> [Instructions to follow]:
From the line containing "Quick — box the glass" to the last line of the records below, retype every line exactly and output nothing else.

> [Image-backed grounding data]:
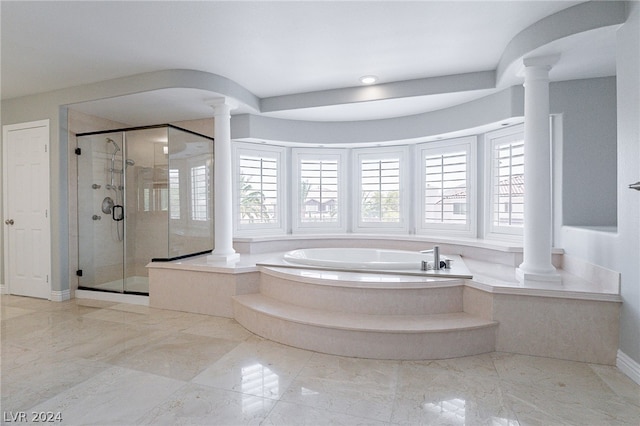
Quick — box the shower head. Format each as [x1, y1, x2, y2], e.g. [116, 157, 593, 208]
[106, 138, 121, 153]
[125, 159, 135, 166]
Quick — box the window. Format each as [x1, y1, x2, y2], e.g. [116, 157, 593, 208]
[292, 149, 346, 232]
[486, 125, 524, 237]
[353, 147, 408, 232]
[190, 165, 209, 221]
[418, 137, 476, 235]
[230, 128, 527, 239]
[234, 143, 285, 234]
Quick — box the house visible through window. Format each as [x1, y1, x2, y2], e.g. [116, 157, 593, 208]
[487, 125, 525, 236]
[299, 158, 338, 223]
[418, 137, 475, 236]
[424, 149, 468, 225]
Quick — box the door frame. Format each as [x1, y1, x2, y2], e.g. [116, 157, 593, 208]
[2, 119, 52, 298]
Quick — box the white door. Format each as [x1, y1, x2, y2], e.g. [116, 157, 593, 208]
[3, 120, 51, 299]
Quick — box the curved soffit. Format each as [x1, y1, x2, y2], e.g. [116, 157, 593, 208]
[236, 1, 626, 143]
[66, 1, 626, 138]
[496, 0, 626, 87]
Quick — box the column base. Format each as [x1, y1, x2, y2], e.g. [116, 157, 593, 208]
[207, 252, 241, 263]
[516, 266, 562, 283]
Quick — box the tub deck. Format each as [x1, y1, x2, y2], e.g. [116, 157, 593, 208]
[256, 253, 473, 279]
[147, 246, 621, 364]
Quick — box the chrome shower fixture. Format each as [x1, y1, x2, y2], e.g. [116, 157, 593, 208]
[106, 138, 120, 153]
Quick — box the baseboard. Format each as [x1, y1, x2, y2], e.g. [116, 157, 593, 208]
[50, 289, 71, 302]
[0, 283, 7, 294]
[617, 349, 640, 385]
[75, 289, 149, 306]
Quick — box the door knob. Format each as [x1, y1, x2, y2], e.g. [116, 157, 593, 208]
[5, 219, 14, 225]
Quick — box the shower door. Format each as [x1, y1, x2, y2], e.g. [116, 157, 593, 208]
[76, 125, 211, 295]
[77, 132, 127, 293]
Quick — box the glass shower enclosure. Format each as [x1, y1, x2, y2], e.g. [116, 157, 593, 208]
[76, 125, 214, 294]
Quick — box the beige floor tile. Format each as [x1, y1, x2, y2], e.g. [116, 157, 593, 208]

> [Exercise answer]:
Quick — box the glass shower enclosure. Format each as [x1, y1, x2, y2], e.g. [116, 157, 593, 208]
[76, 125, 214, 294]
Quick — box the beige floor tile. Format each as [x1, y1, x2, y2], e.g. [116, 157, 593, 208]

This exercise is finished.